Work required
All lines from the opening of the data to the line containing "[(123, 104), (43, 110), (225, 106)]" must be returned unchanged, and only those lines.

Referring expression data
▼▼▼

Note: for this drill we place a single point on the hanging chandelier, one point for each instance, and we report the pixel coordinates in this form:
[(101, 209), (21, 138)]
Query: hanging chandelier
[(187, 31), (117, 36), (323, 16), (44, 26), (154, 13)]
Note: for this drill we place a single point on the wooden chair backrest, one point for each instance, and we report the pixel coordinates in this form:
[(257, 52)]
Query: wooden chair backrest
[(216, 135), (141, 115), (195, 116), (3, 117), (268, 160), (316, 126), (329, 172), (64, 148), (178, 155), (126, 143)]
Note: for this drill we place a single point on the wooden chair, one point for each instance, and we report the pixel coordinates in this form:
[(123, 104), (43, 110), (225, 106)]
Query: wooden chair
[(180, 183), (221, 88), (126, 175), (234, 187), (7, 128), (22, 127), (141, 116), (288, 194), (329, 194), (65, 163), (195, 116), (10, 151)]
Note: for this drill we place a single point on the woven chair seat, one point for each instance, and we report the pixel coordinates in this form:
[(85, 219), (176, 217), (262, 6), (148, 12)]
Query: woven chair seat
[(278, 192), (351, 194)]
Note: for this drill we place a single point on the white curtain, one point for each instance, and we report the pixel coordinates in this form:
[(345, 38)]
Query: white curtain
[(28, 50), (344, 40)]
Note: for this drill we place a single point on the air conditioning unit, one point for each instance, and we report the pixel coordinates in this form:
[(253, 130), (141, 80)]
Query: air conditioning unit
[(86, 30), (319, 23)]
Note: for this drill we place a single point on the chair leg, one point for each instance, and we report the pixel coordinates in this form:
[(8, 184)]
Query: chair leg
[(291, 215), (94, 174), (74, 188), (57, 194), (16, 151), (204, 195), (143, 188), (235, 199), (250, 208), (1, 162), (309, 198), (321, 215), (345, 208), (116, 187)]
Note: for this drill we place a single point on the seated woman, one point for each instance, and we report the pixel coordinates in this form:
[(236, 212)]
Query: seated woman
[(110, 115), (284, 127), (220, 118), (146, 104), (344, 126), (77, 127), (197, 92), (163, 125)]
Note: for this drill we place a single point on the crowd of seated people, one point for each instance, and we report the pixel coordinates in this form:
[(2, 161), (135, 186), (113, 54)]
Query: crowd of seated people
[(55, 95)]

▲▲▲

Response for this exercise
Note: for this drill we place a single point on the hanging chandelier, one point for each instance, and we report the pixel coordinates in this form:
[(101, 209), (21, 138)]
Query: hanging chandelier
[(187, 31), (117, 36), (323, 16), (44, 26), (154, 13)]
Note: for this drill we place a single point on the wooden chair backrest, one point for each instance, and we report the pixel coordinates in this form:
[(257, 52)]
Query: wooden chair backrest
[(216, 135), (141, 115), (195, 116), (3, 117), (268, 160), (316, 126), (329, 172), (64, 148), (178, 155), (126, 143)]
Note: for this drill we place a single point on the wooden chair, one point for each instance, and we report the pixel coordinates in this form:
[(123, 104), (43, 110), (225, 106)]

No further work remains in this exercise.